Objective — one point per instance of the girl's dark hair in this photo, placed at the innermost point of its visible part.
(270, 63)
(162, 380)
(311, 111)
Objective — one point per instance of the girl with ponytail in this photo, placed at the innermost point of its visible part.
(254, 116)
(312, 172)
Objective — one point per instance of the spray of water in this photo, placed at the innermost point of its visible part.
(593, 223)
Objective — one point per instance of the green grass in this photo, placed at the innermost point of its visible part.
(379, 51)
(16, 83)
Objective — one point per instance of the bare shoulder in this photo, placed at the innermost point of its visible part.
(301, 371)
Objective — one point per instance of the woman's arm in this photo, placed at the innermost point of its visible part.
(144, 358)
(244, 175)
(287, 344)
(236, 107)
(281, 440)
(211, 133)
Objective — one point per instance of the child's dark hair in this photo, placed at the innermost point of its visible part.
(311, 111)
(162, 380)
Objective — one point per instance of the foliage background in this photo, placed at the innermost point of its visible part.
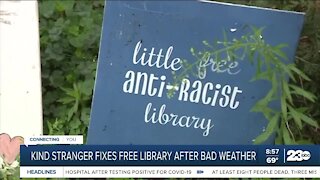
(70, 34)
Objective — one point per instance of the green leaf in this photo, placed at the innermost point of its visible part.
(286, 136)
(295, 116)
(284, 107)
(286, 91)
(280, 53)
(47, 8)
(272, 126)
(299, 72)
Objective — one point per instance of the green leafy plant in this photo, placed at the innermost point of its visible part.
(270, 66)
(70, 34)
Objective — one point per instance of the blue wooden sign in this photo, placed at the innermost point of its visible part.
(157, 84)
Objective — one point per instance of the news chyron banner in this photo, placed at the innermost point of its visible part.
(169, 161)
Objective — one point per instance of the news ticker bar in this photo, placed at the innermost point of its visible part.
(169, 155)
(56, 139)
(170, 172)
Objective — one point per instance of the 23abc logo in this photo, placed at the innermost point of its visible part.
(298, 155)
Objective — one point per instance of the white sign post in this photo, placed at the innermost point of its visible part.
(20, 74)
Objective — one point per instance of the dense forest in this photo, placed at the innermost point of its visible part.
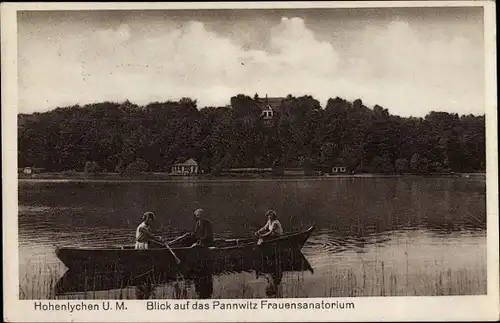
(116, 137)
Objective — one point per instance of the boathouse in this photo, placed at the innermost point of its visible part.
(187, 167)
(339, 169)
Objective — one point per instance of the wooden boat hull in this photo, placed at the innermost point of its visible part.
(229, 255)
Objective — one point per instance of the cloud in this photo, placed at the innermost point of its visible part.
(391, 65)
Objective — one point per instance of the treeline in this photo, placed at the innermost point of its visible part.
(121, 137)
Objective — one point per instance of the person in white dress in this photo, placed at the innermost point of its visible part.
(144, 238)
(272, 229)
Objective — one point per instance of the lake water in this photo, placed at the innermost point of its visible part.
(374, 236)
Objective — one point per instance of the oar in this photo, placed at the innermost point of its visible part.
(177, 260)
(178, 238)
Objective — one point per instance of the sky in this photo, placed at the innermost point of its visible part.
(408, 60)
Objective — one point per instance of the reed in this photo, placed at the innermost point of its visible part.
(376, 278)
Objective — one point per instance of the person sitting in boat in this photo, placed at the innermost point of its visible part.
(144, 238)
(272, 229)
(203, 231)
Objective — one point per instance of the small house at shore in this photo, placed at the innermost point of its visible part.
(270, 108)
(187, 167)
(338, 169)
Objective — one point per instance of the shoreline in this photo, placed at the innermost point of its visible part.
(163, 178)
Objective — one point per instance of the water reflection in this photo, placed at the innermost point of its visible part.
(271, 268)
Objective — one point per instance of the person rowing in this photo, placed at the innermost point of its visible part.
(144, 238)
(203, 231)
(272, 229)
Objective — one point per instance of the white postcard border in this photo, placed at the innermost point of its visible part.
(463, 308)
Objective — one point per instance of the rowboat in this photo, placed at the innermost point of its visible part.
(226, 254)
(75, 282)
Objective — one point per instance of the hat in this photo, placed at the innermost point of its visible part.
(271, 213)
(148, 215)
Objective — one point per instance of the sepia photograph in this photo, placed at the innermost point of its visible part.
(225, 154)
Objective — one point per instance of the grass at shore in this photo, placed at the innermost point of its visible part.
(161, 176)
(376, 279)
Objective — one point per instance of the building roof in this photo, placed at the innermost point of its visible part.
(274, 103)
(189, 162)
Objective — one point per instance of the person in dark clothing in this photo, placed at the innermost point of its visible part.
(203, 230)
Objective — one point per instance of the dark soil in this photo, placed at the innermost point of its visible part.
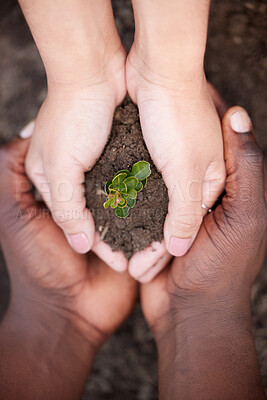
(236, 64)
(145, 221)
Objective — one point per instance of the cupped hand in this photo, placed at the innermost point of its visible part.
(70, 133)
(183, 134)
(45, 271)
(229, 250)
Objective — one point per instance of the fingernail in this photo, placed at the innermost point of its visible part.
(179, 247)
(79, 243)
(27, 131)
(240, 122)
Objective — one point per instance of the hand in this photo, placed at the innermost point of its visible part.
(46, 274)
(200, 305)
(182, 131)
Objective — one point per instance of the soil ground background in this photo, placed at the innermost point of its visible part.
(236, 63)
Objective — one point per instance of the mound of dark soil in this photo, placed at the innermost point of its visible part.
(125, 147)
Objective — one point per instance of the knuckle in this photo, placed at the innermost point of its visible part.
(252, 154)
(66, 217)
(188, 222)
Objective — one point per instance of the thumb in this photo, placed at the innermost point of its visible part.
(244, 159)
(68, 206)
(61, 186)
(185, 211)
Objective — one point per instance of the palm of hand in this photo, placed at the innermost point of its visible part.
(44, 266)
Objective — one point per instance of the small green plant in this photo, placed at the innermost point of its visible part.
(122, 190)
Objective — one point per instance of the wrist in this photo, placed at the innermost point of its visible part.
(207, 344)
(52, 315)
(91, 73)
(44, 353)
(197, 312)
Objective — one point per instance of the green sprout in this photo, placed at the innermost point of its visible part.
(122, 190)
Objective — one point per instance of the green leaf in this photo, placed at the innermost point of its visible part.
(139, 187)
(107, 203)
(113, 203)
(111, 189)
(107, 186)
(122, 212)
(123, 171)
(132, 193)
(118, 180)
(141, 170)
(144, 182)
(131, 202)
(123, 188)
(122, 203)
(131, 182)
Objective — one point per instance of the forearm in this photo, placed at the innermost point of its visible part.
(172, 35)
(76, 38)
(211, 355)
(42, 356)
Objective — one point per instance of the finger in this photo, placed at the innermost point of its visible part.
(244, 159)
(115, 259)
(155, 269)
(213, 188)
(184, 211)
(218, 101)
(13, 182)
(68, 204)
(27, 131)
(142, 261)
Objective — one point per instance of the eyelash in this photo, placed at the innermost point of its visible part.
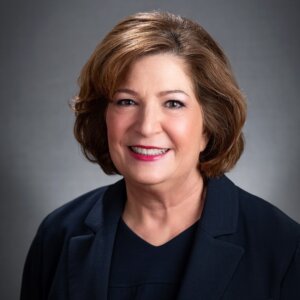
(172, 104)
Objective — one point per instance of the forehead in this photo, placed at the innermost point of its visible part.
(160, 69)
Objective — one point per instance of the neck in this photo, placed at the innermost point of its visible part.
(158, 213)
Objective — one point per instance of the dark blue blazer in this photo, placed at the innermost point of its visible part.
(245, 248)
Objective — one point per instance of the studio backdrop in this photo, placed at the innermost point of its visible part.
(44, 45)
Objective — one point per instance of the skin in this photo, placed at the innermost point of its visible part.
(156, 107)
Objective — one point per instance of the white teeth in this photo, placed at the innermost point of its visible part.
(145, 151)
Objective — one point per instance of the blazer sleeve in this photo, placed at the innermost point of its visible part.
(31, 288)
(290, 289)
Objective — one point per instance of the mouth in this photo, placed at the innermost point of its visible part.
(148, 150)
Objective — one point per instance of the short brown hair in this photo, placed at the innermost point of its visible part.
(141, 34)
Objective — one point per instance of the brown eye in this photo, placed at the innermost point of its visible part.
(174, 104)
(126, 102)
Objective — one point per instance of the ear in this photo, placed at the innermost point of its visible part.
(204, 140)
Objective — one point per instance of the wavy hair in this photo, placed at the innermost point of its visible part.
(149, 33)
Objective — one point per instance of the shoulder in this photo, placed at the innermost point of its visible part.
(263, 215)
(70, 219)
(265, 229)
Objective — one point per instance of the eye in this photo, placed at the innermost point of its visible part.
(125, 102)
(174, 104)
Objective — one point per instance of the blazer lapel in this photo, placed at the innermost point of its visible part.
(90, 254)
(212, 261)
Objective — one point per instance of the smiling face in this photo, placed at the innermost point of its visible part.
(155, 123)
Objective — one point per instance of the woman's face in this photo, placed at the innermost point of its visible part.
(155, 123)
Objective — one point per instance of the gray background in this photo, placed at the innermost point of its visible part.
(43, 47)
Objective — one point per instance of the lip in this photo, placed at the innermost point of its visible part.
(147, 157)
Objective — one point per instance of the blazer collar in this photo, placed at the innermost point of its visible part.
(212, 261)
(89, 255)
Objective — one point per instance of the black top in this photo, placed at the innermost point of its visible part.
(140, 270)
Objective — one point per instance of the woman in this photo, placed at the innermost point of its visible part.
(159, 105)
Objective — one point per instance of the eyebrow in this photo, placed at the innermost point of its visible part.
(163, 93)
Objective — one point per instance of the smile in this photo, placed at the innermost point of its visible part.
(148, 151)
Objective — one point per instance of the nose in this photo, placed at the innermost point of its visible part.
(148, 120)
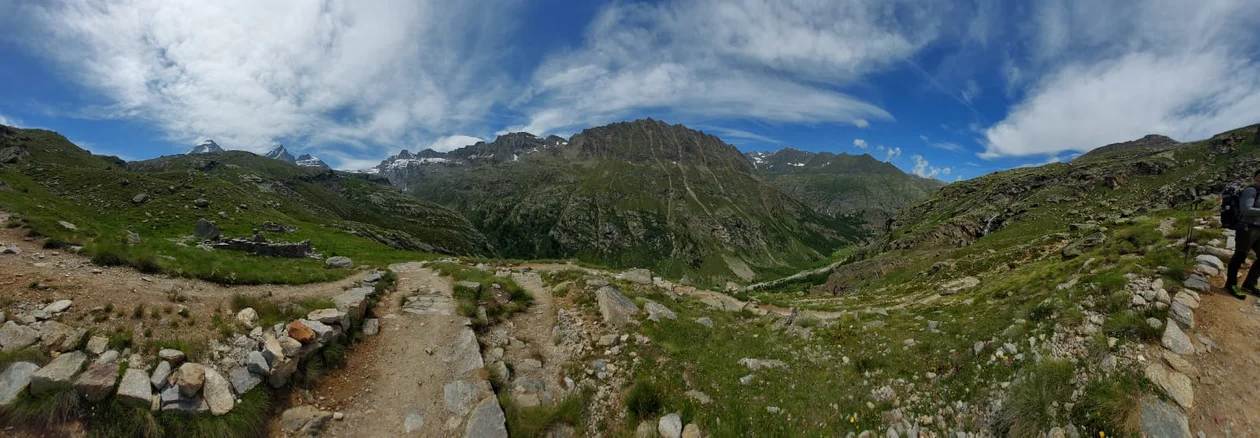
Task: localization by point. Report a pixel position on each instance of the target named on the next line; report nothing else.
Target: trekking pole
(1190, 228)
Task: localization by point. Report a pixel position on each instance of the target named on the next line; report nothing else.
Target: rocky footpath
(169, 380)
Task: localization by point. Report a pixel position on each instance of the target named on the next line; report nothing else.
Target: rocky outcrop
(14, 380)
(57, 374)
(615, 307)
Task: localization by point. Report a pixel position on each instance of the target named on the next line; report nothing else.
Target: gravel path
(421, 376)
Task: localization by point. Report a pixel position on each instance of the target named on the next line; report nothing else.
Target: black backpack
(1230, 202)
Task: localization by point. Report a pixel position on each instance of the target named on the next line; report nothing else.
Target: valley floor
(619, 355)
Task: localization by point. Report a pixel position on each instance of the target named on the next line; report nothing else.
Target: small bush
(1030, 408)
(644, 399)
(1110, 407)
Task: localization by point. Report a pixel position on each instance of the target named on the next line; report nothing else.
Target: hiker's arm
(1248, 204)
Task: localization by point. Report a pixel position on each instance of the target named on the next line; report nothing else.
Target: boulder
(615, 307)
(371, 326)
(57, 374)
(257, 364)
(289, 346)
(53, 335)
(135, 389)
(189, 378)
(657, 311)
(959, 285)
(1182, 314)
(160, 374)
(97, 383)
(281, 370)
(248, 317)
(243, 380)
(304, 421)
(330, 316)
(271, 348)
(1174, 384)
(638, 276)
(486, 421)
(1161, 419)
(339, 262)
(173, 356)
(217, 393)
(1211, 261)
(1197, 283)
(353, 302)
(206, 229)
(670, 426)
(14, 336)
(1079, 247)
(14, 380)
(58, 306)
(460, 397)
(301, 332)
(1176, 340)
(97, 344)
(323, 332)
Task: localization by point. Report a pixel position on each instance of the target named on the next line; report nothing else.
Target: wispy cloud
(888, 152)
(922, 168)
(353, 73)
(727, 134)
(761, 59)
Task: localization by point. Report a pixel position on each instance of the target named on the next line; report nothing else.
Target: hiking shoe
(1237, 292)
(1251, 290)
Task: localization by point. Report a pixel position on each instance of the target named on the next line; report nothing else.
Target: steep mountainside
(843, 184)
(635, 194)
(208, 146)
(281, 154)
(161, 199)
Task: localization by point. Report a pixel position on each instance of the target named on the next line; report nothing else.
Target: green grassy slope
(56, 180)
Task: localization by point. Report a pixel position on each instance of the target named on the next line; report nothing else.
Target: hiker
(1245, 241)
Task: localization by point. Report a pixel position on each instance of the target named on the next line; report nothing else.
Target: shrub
━━━
Only the lines from the one that holds "Target: boulder" through the end of the records should appear in the answer, each restated exactly.

Target: boulder
(615, 307)
(371, 326)
(57, 374)
(257, 364)
(289, 346)
(53, 335)
(135, 389)
(189, 378)
(657, 311)
(959, 285)
(1182, 314)
(160, 374)
(97, 383)
(281, 370)
(248, 317)
(243, 380)
(304, 421)
(330, 316)
(271, 348)
(1174, 384)
(638, 276)
(486, 421)
(1161, 419)
(339, 262)
(173, 356)
(217, 393)
(1211, 261)
(1197, 283)
(353, 302)
(206, 229)
(670, 426)
(14, 336)
(1079, 247)
(14, 380)
(58, 306)
(460, 397)
(301, 332)
(1176, 340)
(97, 344)
(323, 332)
Task: localization by point. Report a pixel position on each instance of the target named on the next line; report nothing else.
Target: wispy cloud
(888, 152)
(922, 168)
(353, 73)
(727, 134)
(761, 59)
Task: localization by point. Report a pixel position on each instance of the target named on the next line; report nothing else.
Target: hiking shoe
(1237, 292)
(1251, 290)
Task: localization by point. Report a pixel position on each instance of the target named on the next line; report nothing else.
Target: steep mountainside
(843, 184)
(635, 194)
(208, 146)
(281, 154)
(161, 199)
Task: localization by point. Report a pixel position on each instance of the target named on the next line; report nothing else.
Target: green grassy slope
(56, 180)
Task: localization by point. Report a pixel position on each instance of the target named on the next line; report nothing else.
Target: hiker
(1245, 241)
Task: localization by point. Report a pixel position on each instance of the target named on the next line; report nothing else.
Target: shrub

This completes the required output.